Aim of the task
In the passage about a son's hospital stay for pneumonia, how long did it take to move him from the covid unit to a regular floor?

Passage
□ □ □

This week was beyond difficult. My son developed pneumonia from aspiration due to his seizures. This is a reoccurring side effect of his epilepsy, two years ago he had double pneumonia. Taking anyone to the hospital right now is incredibly stressful due to covid, but when you go due to respiratory issues it is insane. They automatically label you as covid. Despite two negative tests the ER doctor sent my son to the covid unit without discussion with either him or me. Imagine waking up on the covid unit knowing you are negative-knowing you are already medically compromised, knowing the outcomes many have had. It took 12 hours to get him to a regular floor…. he is safe now and slated to come home today as his pneumonia responded to the antibiotic therapy. It was indeed just pneumonia.
So that was where we were- and where we are now, waiting for the phone call to come pick him up- I can reflect on all the kindness that was shown to us during this scary ordeal.
First his primary doctor responded immediately when I alerted him to the mix up. He put the order in for transfer at 9:30am- an hour after I discovered the issue. Bless him.
A friend works in the hospital, since we were not allowed to visit, she went downstairs and saw him and spoke with his nurse and called me back, this eased some of my angst. She also met me outside so I could send supplies to Sean, when you go to the ER the last thing you are thinking about is that. Bless her.
My bosses and coworkers picked up the slack for me at work without question. Bless them.
My friends and family listened and comforted me. They prayed and sent Light and Love to my son. They checked in, asked what they could do. One sent me dinner to my door. Bless them.
My middle son who lives with us became my rock, an advocate for his brother, asking questions that my poor frazzled mind missed. Bless him.
My Spirit Guides sent me numerous, I mean numerous signs they were around, bombarding me with evidence of their presence and comfort. Bless them.
Life is incredibly messy; it always has been and will continue to be. I spend my professional life as a hospice nurse being the supporter of people going through tremendous times of change, it is just my nature. To be on the receiving end of kindnesses, to be supported during a crisis and being able to recognize the good in the world, in the people surrounding me and my son is a gift in dark times.
Kindness lurks everywhere, available to everyone, wanting to be a presence in our lives.
Kindness is love in action.
As much as I’m so sorry your son had pneumonia, I’m so glad things lined up for you and him to get him out of the COVID unit and receive the treatment he needed. And that your guides provided continual comfort and support.

□ □ □

Records supplied
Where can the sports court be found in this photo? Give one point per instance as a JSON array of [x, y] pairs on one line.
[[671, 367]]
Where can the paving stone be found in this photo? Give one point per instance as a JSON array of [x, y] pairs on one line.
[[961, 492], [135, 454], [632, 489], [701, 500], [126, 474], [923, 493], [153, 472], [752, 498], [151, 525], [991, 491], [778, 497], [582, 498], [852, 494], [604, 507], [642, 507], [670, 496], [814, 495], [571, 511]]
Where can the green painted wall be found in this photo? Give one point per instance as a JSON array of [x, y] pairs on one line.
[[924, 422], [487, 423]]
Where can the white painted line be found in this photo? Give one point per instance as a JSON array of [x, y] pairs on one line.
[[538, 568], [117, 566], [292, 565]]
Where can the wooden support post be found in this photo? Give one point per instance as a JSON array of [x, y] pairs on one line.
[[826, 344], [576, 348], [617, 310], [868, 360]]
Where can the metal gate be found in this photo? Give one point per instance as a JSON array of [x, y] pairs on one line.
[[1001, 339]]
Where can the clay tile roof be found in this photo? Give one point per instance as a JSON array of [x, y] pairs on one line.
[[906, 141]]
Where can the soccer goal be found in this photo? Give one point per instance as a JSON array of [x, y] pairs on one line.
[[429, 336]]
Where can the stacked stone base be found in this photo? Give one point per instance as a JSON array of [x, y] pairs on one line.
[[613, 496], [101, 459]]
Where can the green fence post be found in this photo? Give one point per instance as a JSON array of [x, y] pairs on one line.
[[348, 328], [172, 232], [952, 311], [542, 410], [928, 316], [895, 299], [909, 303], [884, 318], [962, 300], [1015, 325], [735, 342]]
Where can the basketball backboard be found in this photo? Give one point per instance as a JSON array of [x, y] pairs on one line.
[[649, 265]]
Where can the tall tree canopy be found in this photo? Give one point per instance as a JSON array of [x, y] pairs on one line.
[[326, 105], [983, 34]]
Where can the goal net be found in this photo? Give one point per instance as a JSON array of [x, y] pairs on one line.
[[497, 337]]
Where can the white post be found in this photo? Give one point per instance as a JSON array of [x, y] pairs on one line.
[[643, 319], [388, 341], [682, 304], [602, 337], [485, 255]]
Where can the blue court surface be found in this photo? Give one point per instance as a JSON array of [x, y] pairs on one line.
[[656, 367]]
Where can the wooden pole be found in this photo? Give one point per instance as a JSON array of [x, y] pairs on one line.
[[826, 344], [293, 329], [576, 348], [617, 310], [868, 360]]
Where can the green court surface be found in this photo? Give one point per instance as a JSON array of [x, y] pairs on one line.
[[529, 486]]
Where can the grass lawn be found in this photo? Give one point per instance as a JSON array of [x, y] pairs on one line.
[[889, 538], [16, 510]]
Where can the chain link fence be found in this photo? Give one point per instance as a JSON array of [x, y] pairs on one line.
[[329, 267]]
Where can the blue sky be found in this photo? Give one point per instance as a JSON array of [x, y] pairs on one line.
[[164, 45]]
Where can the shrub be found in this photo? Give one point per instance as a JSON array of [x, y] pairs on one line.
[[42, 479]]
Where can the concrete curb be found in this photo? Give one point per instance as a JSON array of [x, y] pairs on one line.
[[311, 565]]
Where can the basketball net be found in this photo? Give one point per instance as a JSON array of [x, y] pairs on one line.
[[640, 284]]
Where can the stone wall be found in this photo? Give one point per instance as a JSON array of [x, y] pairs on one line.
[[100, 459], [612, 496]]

□ □ □

Solution below
It took 12 hours.